11. Em concreto, o STJ invocou a aplicação direta do disposto na alínea f) do n.º 1 do artigo 400.º do CPP para não se pronunciar sobre as questões suscitadas.

12. Contudo, salvo melhor opinião, da conjugação das normas que regulam o âmbito dos recursos para o STJ não resulta qualquer das limitações invocadas. Isto é, não resulta que o STJ esteja impedido de conhecer questões de direito novas ou que não possa conhecer das penas parcelares quando as mesmas, individualmente consideradas, não sejam superiores a 8 anos.

13. Não decorre da lei qualquer impedimento de conhecimento das questões supra indicadas, razão por que a interpretação do disposto no artigo 432.º e al. e) e í) do artigo 400.º que preconize existir uma limitação objetiva, nomeadamente quando há passagem recursória pela Relação, de conhecimento de questões de direito não anteriormente suscitadas, é inconstitucional por violação do direito das garantias de defesa, nomeadamente o direito de recurso, constante do artigo 32.º n.º 1 da CRP.

14. Por outro lado, foi ainda suscitado o problema da recusa de conhecimento das questões de direito suscitadas a propósito das penas parcelares.

15. Nesta parte, o STJ indicou expressamente que tendo em atenção que nenhuma das penas parcelares aplicada excede os 8 anos de prisão, o recurso interposto apenas pode ser apreciado na parte em que a decisão recorrida manteve a pena conjunta de 12 anos e 4 meses de prisão.

16. Todavia, de igual modo, não resulta das normas que regulam a competência do STJ qualquer expressa proibição ou limitação objetiva de serem apreciadas as questões de direito suscitadas nestas situações de penas parcelares inferiores a 8 anos de prisão.

== Dados da tarefa ==
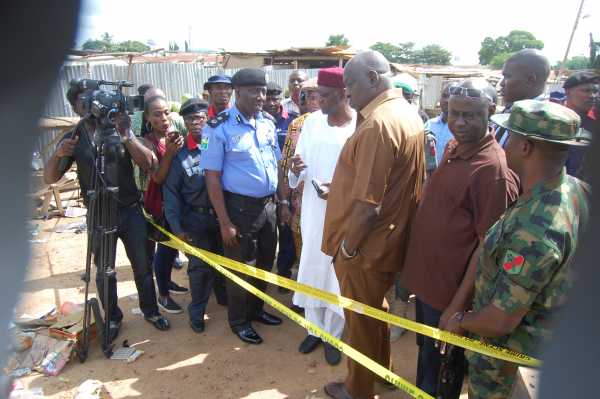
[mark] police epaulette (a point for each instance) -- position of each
(269, 116)
(222, 117)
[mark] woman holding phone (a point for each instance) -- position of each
(165, 143)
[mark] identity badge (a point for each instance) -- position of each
(204, 143)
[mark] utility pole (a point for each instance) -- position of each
(562, 65)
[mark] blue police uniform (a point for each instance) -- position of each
(187, 209)
(246, 153)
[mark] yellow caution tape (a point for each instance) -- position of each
(347, 303)
(357, 356)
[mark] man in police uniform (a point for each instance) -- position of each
(220, 90)
(526, 265)
(240, 161)
(190, 214)
(78, 146)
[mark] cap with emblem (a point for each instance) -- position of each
(249, 77)
(544, 121)
(192, 106)
(331, 77)
(310, 85)
(580, 78)
(217, 79)
(274, 88)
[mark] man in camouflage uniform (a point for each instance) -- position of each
(525, 268)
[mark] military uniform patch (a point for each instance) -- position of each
(222, 117)
(513, 262)
(204, 143)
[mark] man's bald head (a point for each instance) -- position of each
(469, 108)
(525, 74)
(295, 82)
(366, 76)
(153, 92)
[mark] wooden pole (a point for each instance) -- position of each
(129, 70)
(562, 65)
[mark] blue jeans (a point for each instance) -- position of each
(428, 365)
(287, 251)
(133, 233)
(205, 233)
(163, 266)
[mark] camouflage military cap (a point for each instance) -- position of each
(544, 121)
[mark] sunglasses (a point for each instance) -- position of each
(467, 92)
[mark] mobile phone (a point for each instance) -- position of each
(317, 185)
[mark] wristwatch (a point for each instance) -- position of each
(128, 138)
(459, 316)
(345, 252)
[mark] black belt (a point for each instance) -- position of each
(254, 200)
(204, 210)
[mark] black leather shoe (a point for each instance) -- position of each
(222, 300)
(158, 321)
(332, 355)
(337, 390)
(197, 326)
(268, 319)
(283, 290)
(114, 328)
(249, 335)
(309, 344)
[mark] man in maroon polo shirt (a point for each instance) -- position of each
(468, 192)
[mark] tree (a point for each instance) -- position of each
(499, 59)
(433, 54)
(131, 46)
(96, 45)
(403, 53)
(337, 40)
(515, 41)
(576, 63)
(107, 45)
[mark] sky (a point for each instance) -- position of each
(458, 25)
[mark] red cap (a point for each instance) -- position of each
(331, 77)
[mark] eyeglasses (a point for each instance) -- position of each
(468, 92)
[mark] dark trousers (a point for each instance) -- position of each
(133, 233)
(205, 234)
(287, 251)
(430, 360)
(163, 266)
(256, 223)
(360, 281)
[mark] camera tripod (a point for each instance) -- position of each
(102, 225)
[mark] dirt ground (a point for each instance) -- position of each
(180, 363)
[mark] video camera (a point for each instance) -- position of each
(104, 104)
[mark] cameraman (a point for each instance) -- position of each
(78, 146)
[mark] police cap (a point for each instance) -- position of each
(192, 106)
(217, 79)
(274, 88)
(249, 77)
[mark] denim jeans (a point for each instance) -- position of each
(205, 233)
(428, 365)
(163, 266)
(256, 223)
(287, 251)
(132, 231)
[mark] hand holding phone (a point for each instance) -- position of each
(322, 189)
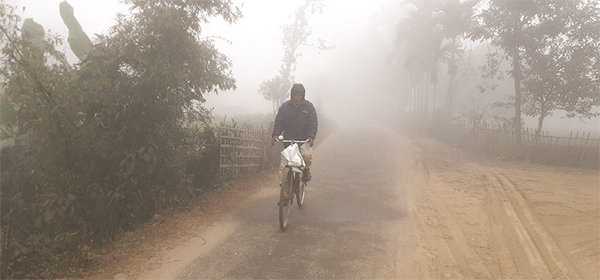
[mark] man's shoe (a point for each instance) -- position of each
(306, 175)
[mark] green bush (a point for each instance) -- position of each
(108, 142)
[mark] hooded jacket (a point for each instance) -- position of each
(297, 122)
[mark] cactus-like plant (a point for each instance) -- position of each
(79, 42)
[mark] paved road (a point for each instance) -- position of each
(351, 225)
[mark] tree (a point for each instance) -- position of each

== Exercícios ==
(a) Escala apenas o trecho das linhas de dados que vai desde a linha que contém "[mark] dirt ground" até ao fim dessas linhas, com ambas as pontas incluídas. Reescreve todas essas linhas, e só essas, sem incluir as imagens, e multiplica cada coordenada por 1,95, arredondando a números inteiros com as metades para cima.
(b) Retoma o excerto sobre os recursos para o STJ e continua-o a partir do ponto em que termina.

== Respostas ==
(a)
[mark] dirt ground (a point for each instance) -- position of each
(351, 708)
[mark] video camera (a point for each instance) -- position of each
(203, 203)
[mark] cameraman (a point for each instance) -- position of each
(152, 285)
[mark] police cap (a point for each instance) -- position of each
(374, 207)
(423, 154)
(534, 172)
(486, 150)
[mark] denim jeans (a point for each instance) -- position of each
(400, 454)
(835, 712)
(318, 519)
(499, 435)
(560, 489)
(257, 450)
[mark] hand holding phone (a point for each instance) -- position of each
(628, 369)
[mark] man's shoe (a point for each instance) -- position of each
(597, 341)
[mark] green bush (a point for each instance) -- position of each
(211, 277)
[mark] hooded jacket (a point for each instance) -- position of each
(579, 238)
[mark] cactus-like plant (a point for each instance) -- position of each
(154, 82)
[mark] paved road (a point for each instance) -- position of each
(684, 439)
[mark] tree (a point for each instance) -- position of each

(b)
17. Deste modo, não decorre da lei qualquer impedimento de conhecimento das penas parcelares em medida inferior a 8 anos, razão por que a interpretação do disposto no artigo 432.º e al. e) e f) do artigo 400.º que preconize existir uma limitação objetiva, ainda que tenha havido passagem recursória pela Relação, de conhecimento de questões de direito relativas à aplicação de medidas de pena parcelares inferiores a 8 anos de prisão, é inconstitucional por violação do direito das garantias de defesa, nomeadamente o direito de recurso, constante do artigo 32.º n.º 1 da CRP.

18. As referidas inconstitucionalidades foram direta e indiretamente conhecidas, por via do indeferimento da questão principal a qual as inconstitucionalidades estavam associadas, pois, como resulta do acórdão do STJ de 15 de dezembro de 2005, proc. 05P2951, mesmo que não aprecie todos os argumentos invocados pela parte em apoio da sua pretensão, a omissão de pronúncia só se verifica quando o juiz deixa de se pronunciar sobre questões que lhe foram submetidas pelas partes ou de que deve conhecer oficiosamente, entendendo-se por questões os problemas concretos a decidir e não os simples argumentos, opiniões ou doutrinas expendidos pelas partes na defesa das teses em presença.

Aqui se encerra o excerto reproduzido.